Only the line containing "of the boulder" and those after it, up to the end of the records below, are to be set down, exactly as written.

---*---

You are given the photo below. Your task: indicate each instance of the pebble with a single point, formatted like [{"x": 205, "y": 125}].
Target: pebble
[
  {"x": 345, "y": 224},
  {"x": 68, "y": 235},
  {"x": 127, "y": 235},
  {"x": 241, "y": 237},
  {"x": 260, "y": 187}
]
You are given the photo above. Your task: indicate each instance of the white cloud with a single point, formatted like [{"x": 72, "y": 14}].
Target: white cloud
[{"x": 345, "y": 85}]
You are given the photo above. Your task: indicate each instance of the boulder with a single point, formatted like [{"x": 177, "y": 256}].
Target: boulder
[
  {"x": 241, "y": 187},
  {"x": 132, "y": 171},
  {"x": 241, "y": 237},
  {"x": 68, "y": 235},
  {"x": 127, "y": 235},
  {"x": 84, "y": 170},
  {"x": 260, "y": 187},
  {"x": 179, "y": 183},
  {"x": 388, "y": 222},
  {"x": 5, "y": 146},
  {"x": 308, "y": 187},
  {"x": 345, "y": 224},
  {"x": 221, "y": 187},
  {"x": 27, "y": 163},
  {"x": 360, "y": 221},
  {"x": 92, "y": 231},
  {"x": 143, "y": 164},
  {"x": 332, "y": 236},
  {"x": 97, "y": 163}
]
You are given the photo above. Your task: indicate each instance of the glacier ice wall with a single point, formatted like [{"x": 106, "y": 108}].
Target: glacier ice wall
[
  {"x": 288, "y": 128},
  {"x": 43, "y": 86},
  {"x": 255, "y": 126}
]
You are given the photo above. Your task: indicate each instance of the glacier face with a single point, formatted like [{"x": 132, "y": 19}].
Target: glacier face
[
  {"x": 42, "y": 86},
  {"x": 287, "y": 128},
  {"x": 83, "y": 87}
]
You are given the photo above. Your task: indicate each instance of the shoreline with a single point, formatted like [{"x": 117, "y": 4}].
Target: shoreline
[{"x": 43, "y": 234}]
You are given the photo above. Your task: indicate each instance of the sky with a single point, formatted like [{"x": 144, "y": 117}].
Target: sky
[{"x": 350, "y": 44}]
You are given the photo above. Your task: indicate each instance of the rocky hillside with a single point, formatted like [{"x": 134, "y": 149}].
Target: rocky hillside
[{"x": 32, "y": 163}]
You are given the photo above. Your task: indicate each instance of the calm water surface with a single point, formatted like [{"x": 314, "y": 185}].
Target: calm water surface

---*---

§ **Written solution**
You are given the photo above. Your task: indicate each instance of the boulder with a single point, formatted like [{"x": 177, "y": 256}].
Target: boulder
[
  {"x": 241, "y": 187},
  {"x": 132, "y": 171},
  {"x": 241, "y": 237},
  {"x": 68, "y": 235},
  {"x": 127, "y": 235},
  {"x": 84, "y": 170},
  {"x": 260, "y": 187},
  {"x": 179, "y": 183},
  {"x": 388, "y": 222},
  {"x": 5, "y": 146},
  {"x": 308, "y": 187},
  {"x": 345, "y": 224},
  {"x": 221, "y": 187},
  {"x": 27, "y": 163},
  {"x": 360, "y": 221},
  {"x": 92, "y": 231},
  {"x": 143, "y": 164},
  {"x": 332, "y": 236},
  {"x": 97, "y": 163}
]
You are given the photo above. Your task: indicate each instance of the glacier ice wall with a single point, formatted like [{"x": 106, "y": 108}].
Target: glacier ice wall
[
  {"x": 288, "y": 128},
  {"x": 43, "y": 86},
  {"x": 255, "y": 126}
]
You are given the photo above. Your task: indicate each instance of the glacier face with a single point, formatted like [{"x": 132, "y": 19}].
Target: glacier face
[
  {"x": 42, "y": 86},
  {"x": 287, "y": 128},
  {"x": 83, "y": 87}
]
You are given the photo above. Your task: indicate each instance of the shoreline with a single point, formatted like [{"x": 117, "y": 4}].
Target: shoreline
[{"x": 43, "y": 234}]
You are given the photo above. Your task: indicate each instance of the sky with a single point, formatted like [{"x": 144, "y": 117}].
Target: sky
[{"x": 350, "y": 44}]
You are given the photo above. Your task: indicate each instance of the rocky hillside with a single point, formatted like [{"x": 134, "y": 149}].
Target: rocky hillside
[{"x": 32, "y": 163}]
You are given the photo above. Your task: indicate each instance of the calm water surface with a single point, formatted like [{"x": 314, "y": 185}].
Target: calm water surface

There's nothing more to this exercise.